§ EXERCISE INSTRUCTIONS
Please repeat the web scraping notes starting at "## Web scraping" and ending at "individual review links.", switching "BeautifulSoup" to "Scrapy" throughout.

§ PASSAGE GIVEN
# Task 1

---

## Web scraping and analysis

This Jupyter notebook includes some code to get you started with web scraping. We will use a package called `BeautifulSoup` to collect the data from the web. Once you've collected your data and saved it into a local `.csv` file you should start with your analysis.

### Scraping data from Skytrax

If you visit [https://www.airlinequality.com] you can see that there is a lot of data there. For this task, we are only interested in reviews related to British Airways and the Airline itself.

If you navigate to this link: [https://www.airlinequality.com/airline-reviews/british-airways] you will see this data. Now, we can use `Python` and `BeautifulSoup` to collect all the links to the reviews and then to collect the text data on each of the individual review links.

§ DATA SECTION

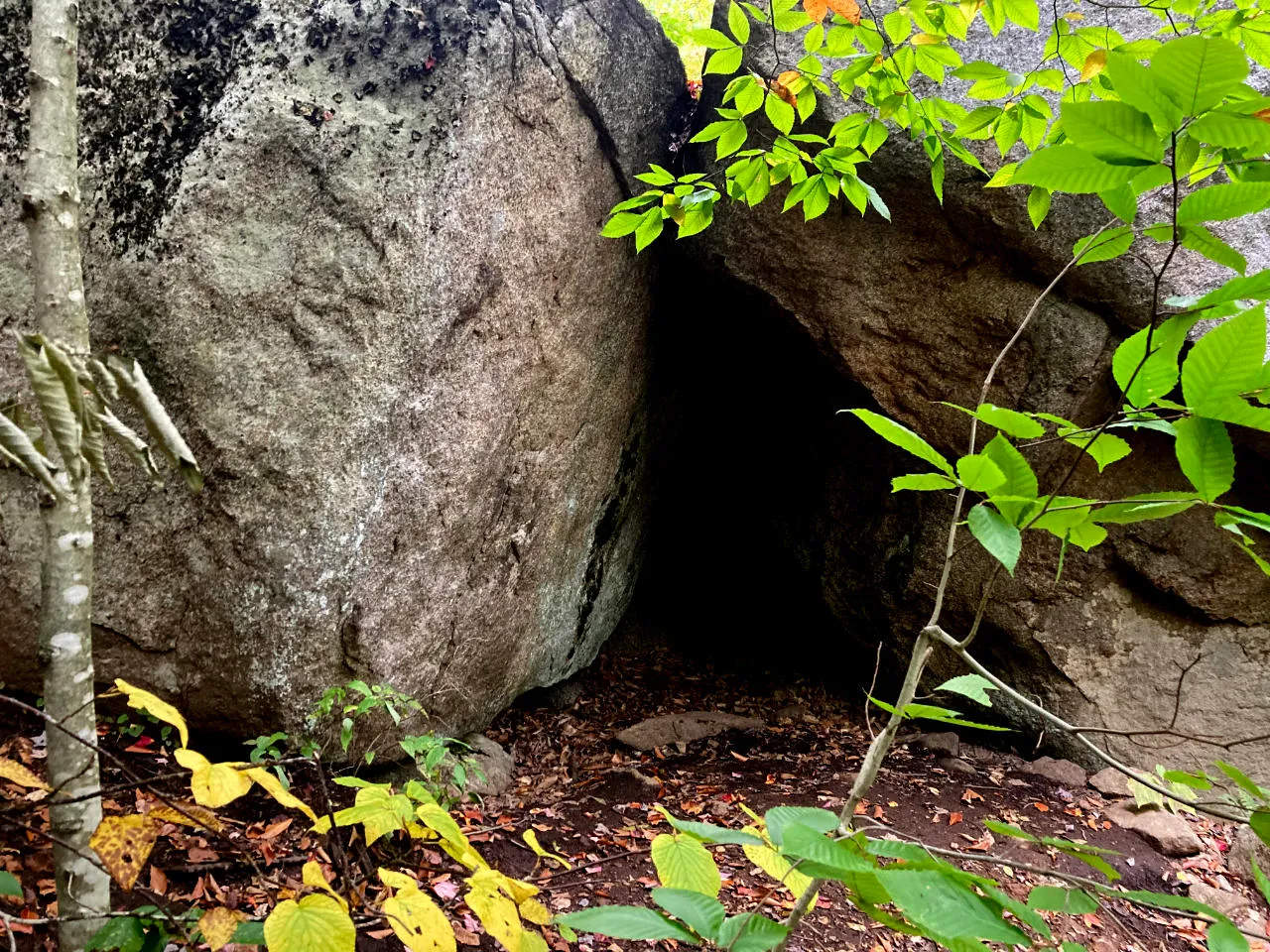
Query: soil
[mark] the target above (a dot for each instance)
(595, 802)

§ ANSWER FOR THIS EXERCISE
## Web scraping and analysis

This Jupyter notebook includes some code to get you started with web scraping. We will use a package called `Scrapy` to collect the data from the web. Once you've collected your data and saved it into a local `.csv` file you should start with your analysis.

### Scraping data from Skytrax

If you visit [https://www.airlinequality.com] you can see that there is a lot of data there. For this task, we are only interested in reviews related to British Airways and the Airline itself.

If you navigate to this link: [https://www.airlinequality.com/airline-reviews/british-airways] you will see this data. Now, we can use `Python` and `Scrapy` to collect all the links to the reviews and then to collect the text data on each of the individual review links.